Your objective |
From the first record through the last, copy each one exactly.
[Opening Dataset records section]
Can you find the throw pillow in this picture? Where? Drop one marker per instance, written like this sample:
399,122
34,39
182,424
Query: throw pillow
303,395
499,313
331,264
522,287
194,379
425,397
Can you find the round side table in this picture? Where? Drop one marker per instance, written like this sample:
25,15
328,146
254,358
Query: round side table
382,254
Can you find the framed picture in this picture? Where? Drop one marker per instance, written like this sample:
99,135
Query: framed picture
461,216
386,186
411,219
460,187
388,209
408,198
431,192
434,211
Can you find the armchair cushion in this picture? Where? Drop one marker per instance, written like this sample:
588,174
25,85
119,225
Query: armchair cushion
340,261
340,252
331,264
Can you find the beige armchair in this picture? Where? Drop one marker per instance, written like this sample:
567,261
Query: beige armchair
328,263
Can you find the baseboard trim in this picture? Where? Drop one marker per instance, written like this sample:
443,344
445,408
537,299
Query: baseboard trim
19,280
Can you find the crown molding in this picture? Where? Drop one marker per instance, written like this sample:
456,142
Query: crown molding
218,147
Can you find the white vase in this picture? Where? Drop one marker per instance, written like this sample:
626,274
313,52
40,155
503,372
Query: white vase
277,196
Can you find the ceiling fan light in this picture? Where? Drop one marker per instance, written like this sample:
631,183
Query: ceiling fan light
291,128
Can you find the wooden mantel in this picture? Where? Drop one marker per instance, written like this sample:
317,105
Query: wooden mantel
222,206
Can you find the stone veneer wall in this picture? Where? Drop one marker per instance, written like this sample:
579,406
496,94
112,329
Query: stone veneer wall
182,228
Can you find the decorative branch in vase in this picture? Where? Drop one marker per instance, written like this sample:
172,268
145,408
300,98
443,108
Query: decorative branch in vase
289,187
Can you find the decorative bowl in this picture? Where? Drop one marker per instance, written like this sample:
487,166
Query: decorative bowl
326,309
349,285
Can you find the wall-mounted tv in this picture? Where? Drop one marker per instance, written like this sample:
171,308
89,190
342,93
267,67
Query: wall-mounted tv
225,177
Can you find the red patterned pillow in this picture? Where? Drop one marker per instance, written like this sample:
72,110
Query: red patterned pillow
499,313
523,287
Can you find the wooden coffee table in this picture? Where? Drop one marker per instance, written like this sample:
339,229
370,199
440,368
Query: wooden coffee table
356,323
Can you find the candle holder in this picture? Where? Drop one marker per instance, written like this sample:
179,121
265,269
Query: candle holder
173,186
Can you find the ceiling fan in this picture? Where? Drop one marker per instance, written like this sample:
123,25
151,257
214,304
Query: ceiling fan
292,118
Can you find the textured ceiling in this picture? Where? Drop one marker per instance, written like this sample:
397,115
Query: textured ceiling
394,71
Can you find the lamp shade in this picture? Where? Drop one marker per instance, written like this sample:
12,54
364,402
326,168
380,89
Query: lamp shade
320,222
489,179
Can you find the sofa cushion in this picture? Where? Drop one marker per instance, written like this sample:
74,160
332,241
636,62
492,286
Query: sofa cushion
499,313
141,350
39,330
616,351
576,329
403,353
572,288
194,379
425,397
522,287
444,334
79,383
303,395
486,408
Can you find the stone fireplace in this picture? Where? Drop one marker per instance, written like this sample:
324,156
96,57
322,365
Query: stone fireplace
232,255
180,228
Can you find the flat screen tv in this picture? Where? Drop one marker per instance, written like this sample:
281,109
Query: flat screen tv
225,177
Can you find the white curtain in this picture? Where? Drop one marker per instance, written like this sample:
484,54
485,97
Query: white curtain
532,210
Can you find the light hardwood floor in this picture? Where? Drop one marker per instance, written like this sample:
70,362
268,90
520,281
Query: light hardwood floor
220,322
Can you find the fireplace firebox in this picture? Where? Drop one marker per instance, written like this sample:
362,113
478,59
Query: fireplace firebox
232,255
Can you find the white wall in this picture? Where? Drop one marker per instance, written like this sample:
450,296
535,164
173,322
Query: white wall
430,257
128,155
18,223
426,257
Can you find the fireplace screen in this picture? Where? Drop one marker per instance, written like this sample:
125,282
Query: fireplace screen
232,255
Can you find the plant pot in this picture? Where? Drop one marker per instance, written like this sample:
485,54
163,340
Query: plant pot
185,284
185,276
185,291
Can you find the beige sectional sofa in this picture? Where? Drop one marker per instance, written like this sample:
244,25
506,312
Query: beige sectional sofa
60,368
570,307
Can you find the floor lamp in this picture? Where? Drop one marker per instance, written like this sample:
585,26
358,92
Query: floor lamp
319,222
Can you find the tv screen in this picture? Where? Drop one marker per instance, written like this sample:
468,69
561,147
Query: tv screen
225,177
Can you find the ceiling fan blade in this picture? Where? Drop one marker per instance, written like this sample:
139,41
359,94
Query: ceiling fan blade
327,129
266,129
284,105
[Closing Dataset records section]
Exercise solution |
Can you find the throw pillow in this picture? Where? Drop one marker per instance, written like this sample:
399,122
34,39
182,424
Query: throw pillow
303,395
499,313
331,264
522,287
194,379
425,397
Can you find the round side table in this picture? Where? Drop one marker per instance, written like this sample:
25,15
328,146
254,358
Query: round side table
382,254
Can you find the framed picture in this picture? Where? Drop one marker per instance, written like this sample:
99,135
Query: framed picture
461,216
386,186
411,219
460,187
388,209
408,198
431,192
434,211
Can you find the armchair cushion in this picture? Where? Drop one marker per instance, written like this sample:
588,174
25,85
119,225
Query: armchair cushion
340,261
340,252
331,264
Can you find the beige armchair in this picture? Where? Drop one marker per instance, written like this sample:
567,261
Query: beige armchair
328,263
Can you find the baseboard trim in this picture? Where? Drop one marker per instance, written like this sample:
443,344
445,408
537,299
Query: baseboard trim
19,280
Can you find the crown molding in this picture? Where? Drop one marker per instance, written like this sample:
456,142
Query: crown molding
218,147
Can you find the white vase in this picture? Where? Drop one marker per instance, written like this sample:
626,274
313,52
40,155
503,372
Query: white vase
277,196
Can you find the ceiling fan light in this picture? Where? Drop one marker per instance, written like this sample:
631,183
Query: ceiling fan light
291,128
Can you find the wooden mantel in this picture? Where? Drop one marker per instance, written like this sample:
317,105
Query: wooden mantel
222,206
Can you find the stone veneer wall in this picture? Where? Drop one marker per instance, written like this sample:
579,406
496,94
112,329
Query: stone veneer wall
182,228
Can you find the decorative branch in vase in this picture? Where? Drop one marker per instance, written like this sample:
172,268
145,408
300,98
443,108
Query: decorative branch in vase
289,187
Can you find the decorative bowl in this picture? Where? Drop one marker per instance, written like this sample:
487,166
Query: decorative bowl
326,309
349,285
Can you find the wall-mounted tv in this picture? Where? Drop one marker per instance, written like this sample:
171,308
89,190
342,93
267,67
Query: wall-mounted tv
225,177
Can you find the red patterned pillow in this picture? Where? Drop one marker per instance, written like this sample:
72,110
Query: red patterned pillow
499,313
523,287
Can you find the wooden coffee table in this picture? Where? Drop one marker per instance, written like this sample:
339,229
370,199
440,368
Query: wooden coffee table
356,323
Can you find the candle holder in this picture? Where? Drop one marker per instance, written like this sample:
179,121
265,269
Query: candle holder
173,186
Can you find the ceiling fan in this picture? Where? Drop one marker per instance, written like this sample:
123,25
151,257
214,304
Query: ceiling fan
292,118
Can you find the textured ceiling in this picture? Where? Drop one marker per instance, written like this sample:
397,115
Query: textured ceiling
394,71
Can you find the lamp shade in this picture? Where? Drop one marker per instance, written like this sample:
12,54
364,402
326,168
380,89
Query: lamp shade
320,222
489,179
Can you find the sofa cushion in this picture? Where? Drop one marker per instance, written like this sample:
74,160
332,241
636,62
492,286
Query: sofa cushion
499,313
141,350
39,330
616,351
576,329
403,353
572,288
194,379
425,397
522,287
444,334
79,383
303,395
486,408
Can you find the stone fireplace in this picture? Where? Drop one marker per instance, written like this sample:
324,156
96,57
322,365
Query: stone fireplace
232,255
180,228
Can you find the flat screen tv in this picture? Where? Drop one marker per instance, written like this sample:
281,109
Query: flat screen tv
225,177
Can you find the white curtain in this picture? Where? Drop one marker per instance, written like this sample:
484,54
485,97
Query: white curtain
532,210
Can you find the light hardwood floor in this picture? Where? Drop one marker per instance, written like this sample:
70,362
268,90
520,281
Query: light hardwood floor
220,322
Can you find the fireplace firebox in this picture? Where? Drop one marker per instance, written like this sample:
362,113
478,59
Query: fireplace firebox
232,255
Can you find the white wall in this picture? Where? Drop one marker per instance, written like this sample:
450,296
535,164
173,322
Query: white wall
430,257
128,155
18,223
426,257
Can you find the fireplace screen in this picture? Where? Drop one marker per instance, written like this sample:
125,282
Query: fireplace screen
232,255
Can you find the plant pot in this picture? Where? Drop one marker per instance, written like this sample:
485,54
163,340
Query: plant pot
185,284
185,276
185,291
Can you find the beige sectional sofa in this picture? Where? Drop one marker per instance, written like this sample:
244,25
506,312
Query: beige sectional sofa
60,368
570,307
Can you find the floor lamp in this picture? Where? Drop one marker per instance, written like this sample:
585,26
358,92
Query: floor lamp
319,222
Can you find the tv screen in this picture? Where? Drop one marker per instance, written like this sample:
468,69
561,147
Query: tv screen
225,177
Can you find the ceiling fan blade in this picture? Where? Drop one marker per instance, written like this sample:
139,41
359,94
Query: ceiling fan blade
327,129
266,129
284,105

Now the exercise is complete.